- **TEXTO PARA LEITURA**:
□ □ □ □ □ □ □

Já no corredor do avião, a vizinha de trás encosta confortavelmente a pontinha do pé no meu calcanhar, e eu calculo a distância de um jogador de basquete imaginário deitado entre a minha pontinha e os calcanhares da família à minha frente. Os bagageiros misteriosamente vazios. O vaporzinho do ventilador me fazendo pensar longe e trágico. Caos. Sentamos a família e eu. Na 12A e B, as duas filhas, na C, o pai. A mãe está na 12D, e eu logo ali na 14C que só percebi agora que aviões suprimem a fileira 13. Todo mundo ciscando naquela ajeitada pré-decolagem. 

Baixei dois episódios longos de podcast para acompanhar meu sudoku. Trouxe o lápis, a borracha e o apontador, mas não encontro o carregador e sudoku.  Ficaram. De maneira que não posso gastar a bateria com o podcast, nem preencher os vaziozinhos que me abrandam a angústia. O comandante fala um tanto de coisa, a caixa de som está estourada e o avião começa a andar devagarinho. Depois das almofadas das meninas – e dos casacos, e dos celulares,  dos fones, do QR code do Wifi, das águas, dos subam as máscaras, do chiclete pra dor de ouvido – a mãe volta pra 12D. Segura tensa no braço da poltrona, torce os pezinhos num All Star branquíssimo, ou é novo,  ou acaba de ser lavado, franze a testa, prende e solta os cabelos. As meninas já se distraíram e ela já pode ter medo. Vamos decolar. O pai, de quem eu já nem lembrava, olha para a mãe. Parece ter visto nela o que sente. Ele segura a sua mão com força – bonitas elas, as mãos e a moça – e ela fecha o olho também forte. Voamos, ela ri. E só agora me dei conta de como é moça. Um sorriso aliviado, tão fresquinho.

□ □ □ □ □ □ □

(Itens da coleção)
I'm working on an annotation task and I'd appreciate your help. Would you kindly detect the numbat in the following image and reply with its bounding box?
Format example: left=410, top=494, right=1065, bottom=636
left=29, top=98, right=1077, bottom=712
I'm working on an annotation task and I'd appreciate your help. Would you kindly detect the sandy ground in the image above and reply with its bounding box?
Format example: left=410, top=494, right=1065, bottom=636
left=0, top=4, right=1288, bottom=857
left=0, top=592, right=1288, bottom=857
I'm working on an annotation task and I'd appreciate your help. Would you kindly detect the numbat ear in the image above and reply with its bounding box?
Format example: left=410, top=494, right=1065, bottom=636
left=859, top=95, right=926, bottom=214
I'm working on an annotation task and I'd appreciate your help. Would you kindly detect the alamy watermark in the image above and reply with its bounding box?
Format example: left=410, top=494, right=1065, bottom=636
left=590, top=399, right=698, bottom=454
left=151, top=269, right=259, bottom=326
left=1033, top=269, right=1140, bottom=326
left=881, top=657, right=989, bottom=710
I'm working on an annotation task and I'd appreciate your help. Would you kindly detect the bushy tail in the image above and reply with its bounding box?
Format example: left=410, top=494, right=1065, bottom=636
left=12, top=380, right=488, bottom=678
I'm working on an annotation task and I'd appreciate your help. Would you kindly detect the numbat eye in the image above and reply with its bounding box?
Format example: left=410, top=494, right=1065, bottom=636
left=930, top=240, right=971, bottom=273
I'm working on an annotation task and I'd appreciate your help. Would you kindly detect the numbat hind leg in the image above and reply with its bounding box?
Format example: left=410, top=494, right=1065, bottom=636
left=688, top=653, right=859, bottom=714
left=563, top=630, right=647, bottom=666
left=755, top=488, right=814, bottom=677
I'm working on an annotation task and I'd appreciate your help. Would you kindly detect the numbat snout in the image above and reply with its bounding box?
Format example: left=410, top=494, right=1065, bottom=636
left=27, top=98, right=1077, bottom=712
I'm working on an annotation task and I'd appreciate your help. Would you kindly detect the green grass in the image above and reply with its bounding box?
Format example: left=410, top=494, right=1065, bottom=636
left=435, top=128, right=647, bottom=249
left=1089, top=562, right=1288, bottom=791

□ □ □ □ □ □ □

- **TAREFA A**:
Transcreva do texto sobre o voo tudo o que vai de "Já no corredor" até "naquela ajeitada pré-decolagem.".
- **TAREFA B**:
Resuma o texto sobre o voo em duas frases.
- **TAREFA C**:
Liste todos os números de assento citados no texto sobre o voo.
Os itens não têm papel algum nesta atividade.

- **SOLUÇÃO A**:
Já no corredor do avião, a vizinha de trás encosta confortavelmente a pontinha do pé no meu calcanhar, e eu calculo a distância de um jogador de basquete imaginário deitado entre a minha pontinha e os calcanhares da família à minha frente. Os bagageiros misteriosamente vazios. O vaporzinho do ventilador me fazendo pensar longe e trágico. Caos. Sentamos a família e eu. Na 12A e B, as duas filhas, na C, o pai. A mãe está na 12D, e eu logo ali na 14C que só percebi agora que aviões suprimem a fileira 13. Todo mundo ciscando naquela ajeitada pré-decolagem.

- **SOLUÇÃO B**:
Dentro de um avião, quem narra observa a família de quatro pessoas sentada à sua frente e, como esqueceu o carregador e o sudoku, fica sem o podcast e sem o passatempo. A mãe, tensa depois de acomodar as filhas, tem a mão segurada com força pelo pai na decolagem e ri aliviada assim que o avião voa.

- **SOLUÇÃO C**:
12A, 12B, 12C, 12D, 14C